▶ _Work to complete_: Return the following from the records below: each line, word for word, starting with the line that contains "glossy stretch ceiling?" and going on through the line that contains "the man's short hair?", with nothing outside that range.

(Collected data)
+ + + + + + +
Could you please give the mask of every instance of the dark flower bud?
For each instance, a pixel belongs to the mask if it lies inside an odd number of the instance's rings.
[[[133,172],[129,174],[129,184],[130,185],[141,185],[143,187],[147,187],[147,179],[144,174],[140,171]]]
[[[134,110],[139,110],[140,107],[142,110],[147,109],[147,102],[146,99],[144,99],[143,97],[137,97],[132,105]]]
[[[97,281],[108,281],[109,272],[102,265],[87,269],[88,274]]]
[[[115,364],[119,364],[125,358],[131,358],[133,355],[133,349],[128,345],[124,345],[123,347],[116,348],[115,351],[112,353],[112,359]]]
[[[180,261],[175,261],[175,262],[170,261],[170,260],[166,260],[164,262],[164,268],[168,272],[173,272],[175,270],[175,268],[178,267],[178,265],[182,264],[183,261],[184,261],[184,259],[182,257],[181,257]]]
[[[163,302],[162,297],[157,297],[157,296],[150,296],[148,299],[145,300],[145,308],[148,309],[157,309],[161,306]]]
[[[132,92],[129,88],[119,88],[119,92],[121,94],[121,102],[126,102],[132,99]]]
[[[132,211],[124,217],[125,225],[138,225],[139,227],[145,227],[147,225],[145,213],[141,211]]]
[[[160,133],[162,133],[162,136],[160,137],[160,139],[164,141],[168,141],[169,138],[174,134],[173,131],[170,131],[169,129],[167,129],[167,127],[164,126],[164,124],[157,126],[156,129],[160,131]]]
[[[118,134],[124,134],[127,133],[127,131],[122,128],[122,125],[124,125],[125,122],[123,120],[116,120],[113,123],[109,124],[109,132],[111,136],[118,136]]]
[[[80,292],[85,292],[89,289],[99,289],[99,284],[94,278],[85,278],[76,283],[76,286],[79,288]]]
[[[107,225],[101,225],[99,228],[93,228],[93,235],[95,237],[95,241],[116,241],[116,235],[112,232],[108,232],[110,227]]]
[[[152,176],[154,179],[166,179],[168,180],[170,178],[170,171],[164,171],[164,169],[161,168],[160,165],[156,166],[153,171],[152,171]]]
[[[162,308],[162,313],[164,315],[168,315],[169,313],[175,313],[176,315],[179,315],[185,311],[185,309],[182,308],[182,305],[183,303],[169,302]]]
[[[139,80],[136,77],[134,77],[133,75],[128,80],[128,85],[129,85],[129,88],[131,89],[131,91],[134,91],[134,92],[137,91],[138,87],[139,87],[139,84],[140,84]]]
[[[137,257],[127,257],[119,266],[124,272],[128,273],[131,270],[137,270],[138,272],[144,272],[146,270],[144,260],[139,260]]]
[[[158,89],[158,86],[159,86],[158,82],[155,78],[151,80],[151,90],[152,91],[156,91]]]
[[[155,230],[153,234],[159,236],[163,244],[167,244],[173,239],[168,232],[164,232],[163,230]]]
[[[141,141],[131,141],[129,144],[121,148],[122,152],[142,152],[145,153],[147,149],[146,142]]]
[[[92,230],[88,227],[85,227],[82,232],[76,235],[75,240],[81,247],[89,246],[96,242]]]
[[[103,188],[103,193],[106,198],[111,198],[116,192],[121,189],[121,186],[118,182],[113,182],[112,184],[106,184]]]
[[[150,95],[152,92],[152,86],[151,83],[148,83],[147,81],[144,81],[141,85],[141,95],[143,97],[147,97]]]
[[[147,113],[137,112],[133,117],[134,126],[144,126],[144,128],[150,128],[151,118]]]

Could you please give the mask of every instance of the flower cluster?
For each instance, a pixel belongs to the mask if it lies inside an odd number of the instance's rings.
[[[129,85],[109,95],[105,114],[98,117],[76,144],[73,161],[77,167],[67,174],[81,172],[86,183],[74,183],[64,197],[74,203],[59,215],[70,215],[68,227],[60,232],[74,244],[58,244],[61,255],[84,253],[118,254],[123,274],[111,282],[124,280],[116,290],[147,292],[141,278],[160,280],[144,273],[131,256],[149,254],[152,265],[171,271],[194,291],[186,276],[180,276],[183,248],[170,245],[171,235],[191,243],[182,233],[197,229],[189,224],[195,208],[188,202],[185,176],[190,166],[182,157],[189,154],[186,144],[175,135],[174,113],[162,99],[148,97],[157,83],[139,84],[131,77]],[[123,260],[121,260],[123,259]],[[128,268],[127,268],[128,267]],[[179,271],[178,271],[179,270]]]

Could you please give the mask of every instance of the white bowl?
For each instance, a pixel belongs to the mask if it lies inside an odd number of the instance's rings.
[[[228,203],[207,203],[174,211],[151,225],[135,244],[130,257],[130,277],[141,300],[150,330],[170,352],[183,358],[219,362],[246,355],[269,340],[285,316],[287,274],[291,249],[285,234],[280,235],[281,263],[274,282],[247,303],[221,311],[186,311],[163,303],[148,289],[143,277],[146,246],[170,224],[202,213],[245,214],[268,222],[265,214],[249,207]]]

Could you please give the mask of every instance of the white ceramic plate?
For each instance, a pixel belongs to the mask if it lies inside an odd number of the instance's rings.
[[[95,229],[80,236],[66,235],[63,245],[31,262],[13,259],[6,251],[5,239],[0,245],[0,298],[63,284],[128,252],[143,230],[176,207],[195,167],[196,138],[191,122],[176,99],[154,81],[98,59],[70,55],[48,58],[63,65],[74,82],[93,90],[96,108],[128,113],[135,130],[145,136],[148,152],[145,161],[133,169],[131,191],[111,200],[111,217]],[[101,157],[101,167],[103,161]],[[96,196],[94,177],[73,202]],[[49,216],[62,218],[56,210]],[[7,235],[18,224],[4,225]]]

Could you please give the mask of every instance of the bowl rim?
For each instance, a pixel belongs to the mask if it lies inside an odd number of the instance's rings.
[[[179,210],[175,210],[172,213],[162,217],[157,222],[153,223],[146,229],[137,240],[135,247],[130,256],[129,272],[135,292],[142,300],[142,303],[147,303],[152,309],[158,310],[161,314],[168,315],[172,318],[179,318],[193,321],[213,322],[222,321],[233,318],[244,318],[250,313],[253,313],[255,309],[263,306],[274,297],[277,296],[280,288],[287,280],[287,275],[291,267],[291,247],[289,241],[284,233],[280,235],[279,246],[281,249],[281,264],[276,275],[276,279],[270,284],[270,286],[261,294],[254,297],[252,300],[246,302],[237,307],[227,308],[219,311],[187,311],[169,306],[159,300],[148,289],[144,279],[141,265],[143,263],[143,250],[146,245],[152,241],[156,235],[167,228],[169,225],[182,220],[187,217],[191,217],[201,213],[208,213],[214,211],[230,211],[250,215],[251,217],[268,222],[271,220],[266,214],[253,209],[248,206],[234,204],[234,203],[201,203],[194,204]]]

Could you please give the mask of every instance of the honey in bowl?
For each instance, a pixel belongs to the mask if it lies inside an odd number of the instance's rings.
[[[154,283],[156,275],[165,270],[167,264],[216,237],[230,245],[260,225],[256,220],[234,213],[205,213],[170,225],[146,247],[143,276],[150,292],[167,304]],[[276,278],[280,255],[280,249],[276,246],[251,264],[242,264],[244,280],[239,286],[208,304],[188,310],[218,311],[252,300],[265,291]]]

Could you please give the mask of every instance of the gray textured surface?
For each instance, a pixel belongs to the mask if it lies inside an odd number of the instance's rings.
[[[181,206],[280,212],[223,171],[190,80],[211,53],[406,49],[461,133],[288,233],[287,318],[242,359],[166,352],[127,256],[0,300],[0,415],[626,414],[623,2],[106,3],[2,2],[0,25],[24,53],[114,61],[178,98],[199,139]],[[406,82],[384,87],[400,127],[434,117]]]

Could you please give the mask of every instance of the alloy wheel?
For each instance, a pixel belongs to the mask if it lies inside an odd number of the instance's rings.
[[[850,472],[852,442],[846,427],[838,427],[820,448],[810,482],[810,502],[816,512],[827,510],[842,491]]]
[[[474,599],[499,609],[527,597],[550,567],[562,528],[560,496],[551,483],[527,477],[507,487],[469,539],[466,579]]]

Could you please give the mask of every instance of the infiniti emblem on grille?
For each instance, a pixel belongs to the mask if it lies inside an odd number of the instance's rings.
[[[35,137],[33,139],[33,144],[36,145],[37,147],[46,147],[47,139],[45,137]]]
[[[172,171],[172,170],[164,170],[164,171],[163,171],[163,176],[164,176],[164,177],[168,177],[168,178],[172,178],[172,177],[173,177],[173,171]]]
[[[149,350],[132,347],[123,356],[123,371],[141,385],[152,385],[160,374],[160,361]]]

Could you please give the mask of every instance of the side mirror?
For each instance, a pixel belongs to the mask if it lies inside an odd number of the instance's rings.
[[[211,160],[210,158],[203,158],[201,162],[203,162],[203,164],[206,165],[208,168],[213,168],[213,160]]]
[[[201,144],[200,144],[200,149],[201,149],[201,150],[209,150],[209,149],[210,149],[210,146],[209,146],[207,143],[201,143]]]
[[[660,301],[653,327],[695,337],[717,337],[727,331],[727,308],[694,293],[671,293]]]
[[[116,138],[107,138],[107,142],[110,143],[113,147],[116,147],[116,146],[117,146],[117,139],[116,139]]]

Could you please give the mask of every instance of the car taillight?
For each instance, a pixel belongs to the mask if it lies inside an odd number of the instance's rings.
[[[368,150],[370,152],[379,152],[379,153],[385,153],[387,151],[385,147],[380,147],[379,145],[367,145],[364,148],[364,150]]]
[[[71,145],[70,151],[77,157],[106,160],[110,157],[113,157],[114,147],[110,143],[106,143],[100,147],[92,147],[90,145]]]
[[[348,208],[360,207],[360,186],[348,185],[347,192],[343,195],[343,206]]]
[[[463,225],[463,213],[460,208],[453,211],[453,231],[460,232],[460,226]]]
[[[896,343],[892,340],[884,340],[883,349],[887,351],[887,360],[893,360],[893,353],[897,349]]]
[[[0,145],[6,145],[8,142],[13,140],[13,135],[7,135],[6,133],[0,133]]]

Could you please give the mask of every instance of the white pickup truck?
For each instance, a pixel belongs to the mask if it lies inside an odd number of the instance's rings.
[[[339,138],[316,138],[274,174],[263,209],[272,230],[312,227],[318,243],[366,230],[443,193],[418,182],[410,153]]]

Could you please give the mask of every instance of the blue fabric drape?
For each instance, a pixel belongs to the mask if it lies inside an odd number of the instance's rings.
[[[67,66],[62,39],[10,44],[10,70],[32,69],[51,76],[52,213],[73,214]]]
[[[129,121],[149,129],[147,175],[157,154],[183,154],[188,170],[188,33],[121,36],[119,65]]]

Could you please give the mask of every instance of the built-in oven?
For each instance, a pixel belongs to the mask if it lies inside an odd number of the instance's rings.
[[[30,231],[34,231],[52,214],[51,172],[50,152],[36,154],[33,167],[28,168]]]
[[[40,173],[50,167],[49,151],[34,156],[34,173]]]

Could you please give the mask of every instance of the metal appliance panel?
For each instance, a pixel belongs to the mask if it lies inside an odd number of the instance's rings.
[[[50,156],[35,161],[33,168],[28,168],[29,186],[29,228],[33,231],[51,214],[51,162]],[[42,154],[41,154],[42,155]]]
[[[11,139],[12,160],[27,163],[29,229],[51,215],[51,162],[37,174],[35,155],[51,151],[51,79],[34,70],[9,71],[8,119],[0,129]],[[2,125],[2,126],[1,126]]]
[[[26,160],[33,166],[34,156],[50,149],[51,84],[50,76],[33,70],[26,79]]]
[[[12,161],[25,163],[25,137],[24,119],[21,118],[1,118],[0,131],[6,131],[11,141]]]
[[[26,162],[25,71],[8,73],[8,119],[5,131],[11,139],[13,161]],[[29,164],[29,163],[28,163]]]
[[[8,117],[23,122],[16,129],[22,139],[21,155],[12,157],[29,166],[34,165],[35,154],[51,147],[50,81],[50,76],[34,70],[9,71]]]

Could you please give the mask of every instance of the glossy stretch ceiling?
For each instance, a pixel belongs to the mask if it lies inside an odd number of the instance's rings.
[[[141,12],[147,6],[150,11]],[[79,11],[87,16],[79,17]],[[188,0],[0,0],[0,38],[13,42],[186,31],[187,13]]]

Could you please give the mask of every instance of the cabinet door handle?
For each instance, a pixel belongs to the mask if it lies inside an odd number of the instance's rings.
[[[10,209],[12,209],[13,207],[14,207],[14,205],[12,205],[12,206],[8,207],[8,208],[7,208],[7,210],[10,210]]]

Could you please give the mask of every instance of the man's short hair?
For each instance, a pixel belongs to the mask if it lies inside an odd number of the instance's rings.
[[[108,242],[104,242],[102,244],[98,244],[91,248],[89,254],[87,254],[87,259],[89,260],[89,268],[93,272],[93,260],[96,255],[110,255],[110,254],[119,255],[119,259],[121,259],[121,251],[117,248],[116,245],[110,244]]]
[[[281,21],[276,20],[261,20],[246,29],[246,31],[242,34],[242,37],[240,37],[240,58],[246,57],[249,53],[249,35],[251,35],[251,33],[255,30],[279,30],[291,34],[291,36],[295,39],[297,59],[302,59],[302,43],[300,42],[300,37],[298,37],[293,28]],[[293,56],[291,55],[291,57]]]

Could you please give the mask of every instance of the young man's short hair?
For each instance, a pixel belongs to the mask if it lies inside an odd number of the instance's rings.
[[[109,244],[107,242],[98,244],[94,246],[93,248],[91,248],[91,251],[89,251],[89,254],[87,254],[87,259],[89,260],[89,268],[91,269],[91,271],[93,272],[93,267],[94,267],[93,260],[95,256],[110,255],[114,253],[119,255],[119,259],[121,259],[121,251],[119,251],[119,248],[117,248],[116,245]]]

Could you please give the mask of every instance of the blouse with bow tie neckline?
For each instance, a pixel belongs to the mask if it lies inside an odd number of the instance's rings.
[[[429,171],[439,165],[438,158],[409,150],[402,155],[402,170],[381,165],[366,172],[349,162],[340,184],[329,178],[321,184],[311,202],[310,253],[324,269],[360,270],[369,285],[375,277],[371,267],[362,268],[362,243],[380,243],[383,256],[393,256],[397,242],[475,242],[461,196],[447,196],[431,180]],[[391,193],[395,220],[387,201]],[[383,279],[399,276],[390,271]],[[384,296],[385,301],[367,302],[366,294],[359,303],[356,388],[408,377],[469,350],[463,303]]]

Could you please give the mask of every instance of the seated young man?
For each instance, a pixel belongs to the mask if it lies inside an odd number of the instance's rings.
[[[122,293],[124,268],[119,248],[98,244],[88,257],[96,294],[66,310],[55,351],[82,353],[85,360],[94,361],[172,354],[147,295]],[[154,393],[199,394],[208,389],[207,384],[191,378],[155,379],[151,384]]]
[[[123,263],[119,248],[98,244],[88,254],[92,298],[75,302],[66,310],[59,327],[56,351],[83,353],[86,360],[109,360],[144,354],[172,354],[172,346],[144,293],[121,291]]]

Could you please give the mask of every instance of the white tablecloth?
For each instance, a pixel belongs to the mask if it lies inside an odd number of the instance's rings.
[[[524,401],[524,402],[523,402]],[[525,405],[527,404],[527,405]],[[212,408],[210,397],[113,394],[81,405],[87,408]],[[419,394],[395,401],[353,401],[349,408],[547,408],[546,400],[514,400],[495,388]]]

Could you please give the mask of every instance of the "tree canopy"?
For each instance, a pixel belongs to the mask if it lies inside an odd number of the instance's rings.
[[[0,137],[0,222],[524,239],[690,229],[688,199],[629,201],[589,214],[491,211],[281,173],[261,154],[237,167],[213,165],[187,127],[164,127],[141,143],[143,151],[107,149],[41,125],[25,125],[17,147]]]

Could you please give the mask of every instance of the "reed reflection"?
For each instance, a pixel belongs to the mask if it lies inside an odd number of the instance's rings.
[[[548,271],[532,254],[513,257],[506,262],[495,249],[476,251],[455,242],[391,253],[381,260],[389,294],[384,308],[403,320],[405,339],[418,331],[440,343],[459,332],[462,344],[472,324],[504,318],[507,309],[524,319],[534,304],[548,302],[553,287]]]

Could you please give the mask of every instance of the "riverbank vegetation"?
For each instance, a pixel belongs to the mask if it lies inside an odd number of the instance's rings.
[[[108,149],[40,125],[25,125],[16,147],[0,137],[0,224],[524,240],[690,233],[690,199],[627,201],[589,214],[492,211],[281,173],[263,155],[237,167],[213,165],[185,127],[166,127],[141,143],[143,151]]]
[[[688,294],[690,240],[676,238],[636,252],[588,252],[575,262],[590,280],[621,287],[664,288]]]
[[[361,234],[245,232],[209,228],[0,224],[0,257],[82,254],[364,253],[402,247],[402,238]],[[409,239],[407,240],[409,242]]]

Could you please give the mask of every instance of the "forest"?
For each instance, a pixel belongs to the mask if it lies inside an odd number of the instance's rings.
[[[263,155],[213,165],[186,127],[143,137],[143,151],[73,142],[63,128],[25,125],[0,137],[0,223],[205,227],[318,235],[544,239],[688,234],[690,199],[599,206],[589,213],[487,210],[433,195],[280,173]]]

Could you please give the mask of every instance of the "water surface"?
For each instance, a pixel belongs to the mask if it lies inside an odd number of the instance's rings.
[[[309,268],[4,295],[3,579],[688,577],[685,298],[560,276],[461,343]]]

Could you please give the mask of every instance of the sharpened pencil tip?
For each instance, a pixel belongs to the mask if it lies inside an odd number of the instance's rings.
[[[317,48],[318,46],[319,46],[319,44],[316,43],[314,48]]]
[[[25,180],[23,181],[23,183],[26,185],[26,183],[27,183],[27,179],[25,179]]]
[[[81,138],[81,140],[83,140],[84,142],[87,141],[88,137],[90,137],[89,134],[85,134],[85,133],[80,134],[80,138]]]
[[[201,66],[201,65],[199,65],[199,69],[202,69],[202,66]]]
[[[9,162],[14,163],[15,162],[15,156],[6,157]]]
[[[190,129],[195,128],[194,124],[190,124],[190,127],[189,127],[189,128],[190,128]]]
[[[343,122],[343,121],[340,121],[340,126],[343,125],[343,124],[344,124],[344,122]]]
+ + + + + + +
▶ _Answer to this exercise_:
Could you please give the mask of every instance of the glossy stretch ceiling?
For each instance, a pixel belongs to the mask if it lies inside an odd number of the instance's rings.
[[[141,12],[147,6],[150,11]],[[79,11],[87,16],[79,17]],[[188,0],[0,0],[0,38],[13,42],[186,31],[187,13]]]

Could you please give the mask of every instance of the cabinet door handle?
For each instance, a pixel belongs to the mask if it lies inside an odd number of the instance's rings.
[[[10,209],[12,209],[13,207],[14,207],[14,205],[12,205],[12,206],[8,207],[8,208],[7,208],[7,210],[10,210]]]

Could you please give the mask of every instance of the man's short hair?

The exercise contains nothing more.